>> Start Provided records

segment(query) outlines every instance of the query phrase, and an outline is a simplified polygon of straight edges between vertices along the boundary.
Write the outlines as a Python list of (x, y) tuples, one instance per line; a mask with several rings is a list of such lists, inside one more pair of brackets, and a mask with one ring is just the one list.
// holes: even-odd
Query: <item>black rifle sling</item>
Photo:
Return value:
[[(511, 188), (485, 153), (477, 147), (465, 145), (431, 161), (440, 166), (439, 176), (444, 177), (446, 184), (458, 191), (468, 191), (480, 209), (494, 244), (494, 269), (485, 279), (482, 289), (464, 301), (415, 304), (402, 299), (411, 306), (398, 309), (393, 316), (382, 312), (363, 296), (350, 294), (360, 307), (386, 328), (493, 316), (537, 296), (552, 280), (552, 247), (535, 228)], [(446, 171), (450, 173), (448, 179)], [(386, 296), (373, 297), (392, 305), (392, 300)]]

>> End Provided records

§ **What to do**:
Duplicate the lines above verbatim.

§ **Solved problem**:
segment(query) outlines every instance of the query phrase, and an outline is a simplified polygon of straight edges between vertices along the boundary.
Write the outlines as a Python list of (x, y) tuples, one instance per line; a mask with several rings is a list of such lists, inside one more pair of brackets, and a mask with one ring is just the one list.
// holes: even-odd
Query: <item>black rifle sling</item>
Photo:
Return value:
[[(511, 188), (485, 153), (477, 147), (465, 145), (431, 161), (440, 166), (439, 176), (444, 177), (446, 184), (458, 191), (468, 191), (480, 209), (494, 244), (494, 269), (485, 279), (482, 289), (464, 301), (415, 304), (402, 299), (411, 306), (398, 309), (393, 316), (382, 312), (363, 296), (350, 294), (360, 307), (386, 328), (493, 316), (537, 296), (552, 280), (552, 247), (535, 228)], [(446, 171), (450, 173), (448, 179)], [(386, 296), (373, 297), (392, 305), (392, 300)]]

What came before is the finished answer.